Document text
----------------------------------------

When DH & I looked at properties, it was with a different viewpoint (I am an RE Agent & lived on a 90 acre farm/ranch with my grandparents for the most formative part of my childhood---yep, got it in the blood and couldn't get it out). We discussed where & how much land we wanted, which priority was #1 and so on. For our use, 2.5 acres with a shop bldg & farmhouse would have sufficed.

That said, we began looking. We found properties with large steel shops (DH wouldn't go for that) & farmhouses. There wasn't a single property with both a stick built shop & a farmhouse on it. So, that quickly narrowed down our searches. I started pulling up only properties with stick built shops on them. We figured we could build a farmhouse... Since we had both agreed on what we wanted, we quickly became frustrated. None were suitable for what we wanted to do (grow a large vegetable garden, have an orchard, and raise chickens & other critters...also have at least an acre of forest). Most of the properties had wetland areas. I then started pulling up properties with mobile homes on them; figured we could remove it eventually & build... This one sounded interesting, terrible pictures, but interesting... The listing read to make an appt, so I called & the owner confirmed we could come right over.

1,696 sq feet remodeled mobile home including attached code-built office (with little woodstove in it)- all on concrete foundation
Very well built shop that was 2car+ in size (with big attic, too)
A double carport w/insulated storage room built in)
6.68 acres of mostly forested property (a lot of 2nd growth Cedars)

----------------------------------------

Records from a dataset:

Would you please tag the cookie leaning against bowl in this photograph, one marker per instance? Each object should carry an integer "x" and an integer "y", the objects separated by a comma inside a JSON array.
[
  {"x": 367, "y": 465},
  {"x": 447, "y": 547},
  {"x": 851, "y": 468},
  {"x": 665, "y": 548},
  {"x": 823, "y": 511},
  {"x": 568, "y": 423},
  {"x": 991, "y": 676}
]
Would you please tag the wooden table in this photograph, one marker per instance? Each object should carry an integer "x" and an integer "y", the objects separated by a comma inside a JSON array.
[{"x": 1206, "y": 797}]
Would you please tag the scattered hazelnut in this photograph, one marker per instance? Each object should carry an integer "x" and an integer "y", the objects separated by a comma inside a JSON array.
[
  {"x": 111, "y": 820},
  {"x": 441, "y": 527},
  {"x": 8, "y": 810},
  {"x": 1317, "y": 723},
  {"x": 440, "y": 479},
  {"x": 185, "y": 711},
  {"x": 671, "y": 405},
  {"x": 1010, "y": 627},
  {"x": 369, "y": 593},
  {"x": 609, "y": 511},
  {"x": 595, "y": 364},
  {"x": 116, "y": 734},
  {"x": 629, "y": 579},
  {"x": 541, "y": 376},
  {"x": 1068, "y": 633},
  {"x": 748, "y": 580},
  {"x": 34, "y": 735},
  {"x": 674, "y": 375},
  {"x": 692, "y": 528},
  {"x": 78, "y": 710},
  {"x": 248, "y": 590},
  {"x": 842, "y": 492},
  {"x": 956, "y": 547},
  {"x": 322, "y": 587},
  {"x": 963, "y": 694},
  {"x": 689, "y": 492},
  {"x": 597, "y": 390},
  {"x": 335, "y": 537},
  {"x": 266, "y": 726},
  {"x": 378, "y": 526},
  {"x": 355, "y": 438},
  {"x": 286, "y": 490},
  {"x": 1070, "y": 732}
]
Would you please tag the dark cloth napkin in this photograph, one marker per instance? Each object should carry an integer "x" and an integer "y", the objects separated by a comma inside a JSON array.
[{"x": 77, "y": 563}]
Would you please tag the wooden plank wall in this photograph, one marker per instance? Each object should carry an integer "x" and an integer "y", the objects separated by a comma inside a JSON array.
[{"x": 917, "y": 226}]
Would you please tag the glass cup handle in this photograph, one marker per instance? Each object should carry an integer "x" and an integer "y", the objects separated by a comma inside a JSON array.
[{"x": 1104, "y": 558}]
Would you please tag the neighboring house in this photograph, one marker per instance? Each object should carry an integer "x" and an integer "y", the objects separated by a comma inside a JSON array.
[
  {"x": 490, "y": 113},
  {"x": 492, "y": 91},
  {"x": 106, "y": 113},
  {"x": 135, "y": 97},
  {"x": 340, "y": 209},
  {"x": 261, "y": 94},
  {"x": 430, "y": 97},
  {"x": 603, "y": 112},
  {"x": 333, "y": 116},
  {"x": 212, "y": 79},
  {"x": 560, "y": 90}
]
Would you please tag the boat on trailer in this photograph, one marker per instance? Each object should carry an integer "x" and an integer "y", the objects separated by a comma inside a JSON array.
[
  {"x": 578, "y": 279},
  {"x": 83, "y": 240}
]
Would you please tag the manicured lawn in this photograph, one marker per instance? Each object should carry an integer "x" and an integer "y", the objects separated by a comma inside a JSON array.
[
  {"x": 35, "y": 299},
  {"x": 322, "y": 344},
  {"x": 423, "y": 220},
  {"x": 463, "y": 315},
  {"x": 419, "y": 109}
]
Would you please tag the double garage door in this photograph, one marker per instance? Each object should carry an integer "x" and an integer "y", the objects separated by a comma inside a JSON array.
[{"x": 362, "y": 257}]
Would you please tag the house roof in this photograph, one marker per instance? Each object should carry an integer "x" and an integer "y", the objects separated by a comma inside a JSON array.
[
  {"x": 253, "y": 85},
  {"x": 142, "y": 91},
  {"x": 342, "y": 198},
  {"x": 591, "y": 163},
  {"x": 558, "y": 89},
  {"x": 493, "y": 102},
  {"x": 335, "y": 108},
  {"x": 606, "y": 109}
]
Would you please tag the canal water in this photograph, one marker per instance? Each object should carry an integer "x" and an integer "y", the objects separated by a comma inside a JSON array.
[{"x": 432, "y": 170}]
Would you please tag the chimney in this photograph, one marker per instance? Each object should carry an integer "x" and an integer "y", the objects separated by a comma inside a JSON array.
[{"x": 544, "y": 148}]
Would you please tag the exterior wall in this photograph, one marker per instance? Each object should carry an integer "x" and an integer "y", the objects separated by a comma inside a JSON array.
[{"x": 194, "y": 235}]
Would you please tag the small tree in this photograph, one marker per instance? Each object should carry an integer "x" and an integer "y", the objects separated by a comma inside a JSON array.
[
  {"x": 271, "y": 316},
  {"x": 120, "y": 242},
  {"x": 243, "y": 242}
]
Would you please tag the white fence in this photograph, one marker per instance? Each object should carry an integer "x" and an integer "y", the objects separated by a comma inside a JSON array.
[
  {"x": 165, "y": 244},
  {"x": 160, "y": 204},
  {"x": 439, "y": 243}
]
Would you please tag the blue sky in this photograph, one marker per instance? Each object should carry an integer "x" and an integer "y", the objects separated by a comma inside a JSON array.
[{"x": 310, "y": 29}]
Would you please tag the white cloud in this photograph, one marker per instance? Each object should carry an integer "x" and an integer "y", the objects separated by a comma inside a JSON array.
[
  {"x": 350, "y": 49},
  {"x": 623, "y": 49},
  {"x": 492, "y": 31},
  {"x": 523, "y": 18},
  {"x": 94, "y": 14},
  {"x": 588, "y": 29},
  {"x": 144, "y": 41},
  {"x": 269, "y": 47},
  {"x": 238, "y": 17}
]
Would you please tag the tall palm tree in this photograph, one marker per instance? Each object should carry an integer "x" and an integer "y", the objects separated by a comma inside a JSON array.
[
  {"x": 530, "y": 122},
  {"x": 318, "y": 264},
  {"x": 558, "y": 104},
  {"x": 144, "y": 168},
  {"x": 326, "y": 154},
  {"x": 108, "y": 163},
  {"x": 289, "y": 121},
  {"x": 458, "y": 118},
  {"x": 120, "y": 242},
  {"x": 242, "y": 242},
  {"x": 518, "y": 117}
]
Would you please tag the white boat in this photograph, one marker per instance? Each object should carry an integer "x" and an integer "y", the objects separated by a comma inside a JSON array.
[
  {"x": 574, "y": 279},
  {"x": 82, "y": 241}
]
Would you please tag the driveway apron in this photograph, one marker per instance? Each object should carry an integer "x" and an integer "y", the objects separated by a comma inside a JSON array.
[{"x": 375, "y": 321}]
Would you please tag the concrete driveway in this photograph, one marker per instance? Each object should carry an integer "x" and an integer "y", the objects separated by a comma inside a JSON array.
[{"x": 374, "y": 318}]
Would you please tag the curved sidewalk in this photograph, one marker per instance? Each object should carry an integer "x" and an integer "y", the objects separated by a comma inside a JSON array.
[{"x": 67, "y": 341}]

----------------------------------------

Objective 1
Summarize the property-search post in two sentences.
Objective 2
Reproduce the records from the line containing "Would you please tag the concrete" through the end of the records, inclusive.

Final answer 1
The writer and DH wanted land with a shop building and a farmhouse, but no property had both a stick-built shop and a farmhouse, and most of the properties had wetland areas. After the writer began pulling up listings with mobile homes, they arranged to see one with a remodeled 1,696-square-foot mobile home, a well-built shop, a double carport, and 6.68 mostly forested acres.

Final answer 2
Would you please tag the concrete driveway in this photograph, one marker per instance? Each object should carry an integer "x" and an integer "y", the objects separated by a comma inside a JSON array.
[{"x": 374, "y": 318}]
Would you please tag the curved sidewalk in this photograph, one marker per instance? Each object should carry an integer "x" and an integer "y", the objects separated by a comma inside a JSON array.
[{"x": 67, "y": 341}]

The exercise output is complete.